WHAT IS REQUIRED: Copy out the records with every "in this photograph" changed to "in this image" and nothing else altered. Leave the pictures out.

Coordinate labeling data
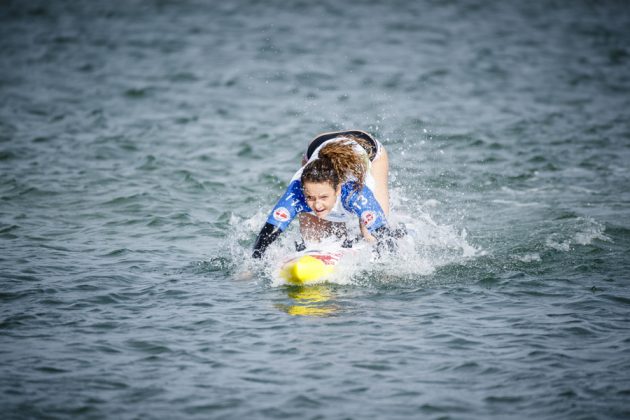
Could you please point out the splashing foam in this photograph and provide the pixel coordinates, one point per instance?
(427, 247)
(582, 231)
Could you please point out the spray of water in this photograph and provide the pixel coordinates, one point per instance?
(428, 246)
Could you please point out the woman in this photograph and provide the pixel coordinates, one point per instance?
(344, 177)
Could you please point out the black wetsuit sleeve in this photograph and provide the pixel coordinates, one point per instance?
(267, 235)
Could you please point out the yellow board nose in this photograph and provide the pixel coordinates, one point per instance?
(306, 269)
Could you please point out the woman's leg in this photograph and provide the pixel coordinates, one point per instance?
(380, 172)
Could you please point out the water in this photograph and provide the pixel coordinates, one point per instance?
(142, 143)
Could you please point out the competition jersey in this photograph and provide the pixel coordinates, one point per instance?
(349, 205)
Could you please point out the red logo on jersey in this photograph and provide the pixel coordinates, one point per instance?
(368, 218)
(281, 214)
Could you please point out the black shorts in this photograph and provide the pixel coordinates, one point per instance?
(317, 141)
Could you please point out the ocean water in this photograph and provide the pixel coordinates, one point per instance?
(143, 142)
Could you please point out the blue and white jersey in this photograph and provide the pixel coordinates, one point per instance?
(349, 205)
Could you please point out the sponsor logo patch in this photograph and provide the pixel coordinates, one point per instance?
(368, 218)
(281, 214)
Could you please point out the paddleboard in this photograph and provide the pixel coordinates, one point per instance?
(310, 266)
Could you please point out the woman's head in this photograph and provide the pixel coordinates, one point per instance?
(347, 158)
(321, 186)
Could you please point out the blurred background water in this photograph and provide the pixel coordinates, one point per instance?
(143, 142)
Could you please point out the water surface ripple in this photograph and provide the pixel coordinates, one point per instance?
(142, 143)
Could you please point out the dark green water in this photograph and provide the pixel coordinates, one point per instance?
(143, 142)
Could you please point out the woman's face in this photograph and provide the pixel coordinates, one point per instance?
(320, 197)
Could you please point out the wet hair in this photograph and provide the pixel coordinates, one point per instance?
(339, 161)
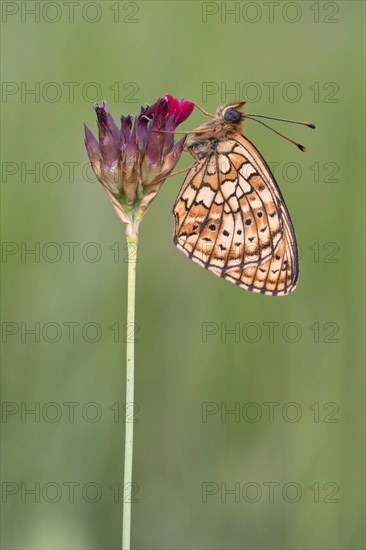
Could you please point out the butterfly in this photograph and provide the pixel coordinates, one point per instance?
(230, 215)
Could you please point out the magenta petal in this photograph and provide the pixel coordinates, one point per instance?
(182, 107)
(186, 108)
(178, 147)
(92, 146)
(109, 136)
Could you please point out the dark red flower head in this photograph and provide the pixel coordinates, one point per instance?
(133, 161)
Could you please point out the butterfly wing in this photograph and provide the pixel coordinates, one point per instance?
(231, 218)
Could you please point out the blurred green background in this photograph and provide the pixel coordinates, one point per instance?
(298, 396)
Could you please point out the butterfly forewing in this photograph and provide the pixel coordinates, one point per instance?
(230, 217)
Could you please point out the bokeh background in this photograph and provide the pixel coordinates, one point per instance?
(298, 396)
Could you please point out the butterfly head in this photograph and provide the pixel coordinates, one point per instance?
(232, 113)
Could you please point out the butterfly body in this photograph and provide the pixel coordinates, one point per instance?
(230, 216)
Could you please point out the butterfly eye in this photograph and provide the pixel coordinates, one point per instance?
(232, 115)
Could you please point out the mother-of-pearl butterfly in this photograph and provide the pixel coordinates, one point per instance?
(230, 215)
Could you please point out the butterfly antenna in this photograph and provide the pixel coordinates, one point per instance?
(301, 147)
(308, 124)
(203, 111)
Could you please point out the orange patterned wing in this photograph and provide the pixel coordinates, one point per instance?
(231, 218)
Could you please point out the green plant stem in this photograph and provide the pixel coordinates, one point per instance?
(132, 243)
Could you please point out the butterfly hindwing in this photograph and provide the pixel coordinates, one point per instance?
(231, 219)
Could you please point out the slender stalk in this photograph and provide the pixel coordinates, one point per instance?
(132, 243)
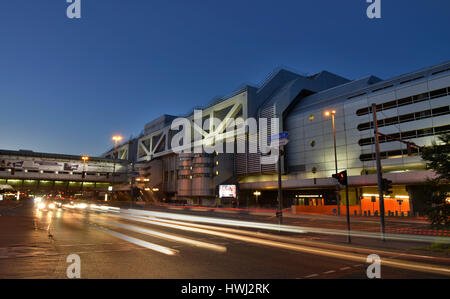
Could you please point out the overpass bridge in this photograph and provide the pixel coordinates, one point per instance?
(33, 172)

EXERCISE RESULT:
Could you please point out the splashing foam in this image and provide the pixel coordinates, one point per instance?
(427, 247)
(582, 231)
Could you please point out the spray of water in this image and provide the pixel coordinates, one point per instance?
(428, 246)
Could you please point out the woman in this image and provide the pixel coordinates, one point per instance?
(344, 177)
Could you please point out the black wetsuit sleeve in this image and provide the pixel coordinates, one point per instance?
(267, 235)
Could you please point out the yellow board nose in this image and provide the pixel coordinates, one point per instance?
(306, 269)
Could you please point out the woman's leg in this image and provide the pixel coordinates, one point per instance?
(380, 172)
Could you please point out the water in this image and provide the pixel coordinates, one point per instance?
(142, 143)
Could you please point out the competition jersey in this image and provide the pixel coordinates, one point per instance?
(349, 205)
Could you please point out the red logo on jersey in this image and provide the pixel coordinates, one point per instance?
(368, 218)
(281, 214)
Could you please point out the black shorts in this image and provide the pixel coordinates, one point per instance?
(317, 141)
Could you please point out the ocean water in this image and provide the pixel coordinates, one point per instance?
(143, 142)
Could you please point out the blue and white jersey in this image and provide the pixel coordinates, one point per instance?
(349, 205)
Could you please point out the sponsor logo patch in this image and provide the pixel coordinates, one point per instance?
(368, 218)
(281, 214)
Could you please point out the paddleboard in this image and provide the pixel coordinates, one point per instance?
(310, 266)
Could you please point out the woman's head in this image and provide the pixel coordinates, one point per instance?
(347, 158)
(321, 186)
Could you please point out the blurred background water in this image and provide the pixel coordinates, one point per instance?
(143, 142)
Could you please point out the water surface ripple in this image and provide the pixel coordinates, one point per instance?
(142, 143)
Could you please point out the dark green water in this image and provide the pixel coordinates, one point per instance?
(143, 142)
Could you please point out the woman's face in this image and provide the pixel coordinates, one point per instance?
(320, 197)
Could you please point out the wet hair in this image and provide the pixel coordinates, one point per instance?
(339, 161)
Could you please point out the butterfly in this image and provide the pixel coordinates, one point per instance?
(230, 215)
Could you please point out the magenta petal in this image and provide the pixel coordinates, one point per instance?
(182, 107)
(186, 108)
(178, 147)
(92, 146)
(109, 136)
Could you please point out the dark red flower head in this image and provide the pixel coordinates, one point per instance?
(133, 161)
Could you please point out the butterfly wing in this image and provide the pixel coordinates, one point per instance?
(231, 218)
Could you please point out the blurred green background in this image and provide the pixel coordinates, one point per instance?
(298, 396)
Could you please point out the butterfly forewing in this image and provide the pixel coordinates, one point per instance?
(230, 217)
Could you please point out the bokeh background in this image and provide the pixel coordinates, one point per instance?
(298, 396)
Could you please point out the butterfly head in this image and provide the pixel coordinates, one point per instance?
(232, 113)
Could you please point out the butterfly body in this image and provide the pixel coordinates, one point per instance?
(230, 216)
Could you please point out the butterfly eye in this image and provide the pixel coordinates, one point per instance?
(232, 115)
Could you please point out the mother-of-pearl butterfly in this image and provide the pixel coordinates, one point per instance?
(230, 215)
Could you please point out the butterfly antenna in this image and provide the pixel coordinates, one point per instance?
(301, 147)
(308, 124)
(203, 111)
Could you please point out the orange patterned wing in this image and provide the pixel coordinates, one point per instance?
(231, 218)
Could you please point out the green plant stem in this image and provide the pixel coordinates, one point per instance?
(132, 243)
Could you please point out the butterfly hindwing in this image and provide the pixel coordinates, one point per instance?
(231, 219)
Could you please point out the slender stalk in this image and provide the pixel coordinates, one point per instance?
(132, 243)
Could you please point out the overpass bridge in this image and provide the pixel coordinates, one point per instance?
(33, 172)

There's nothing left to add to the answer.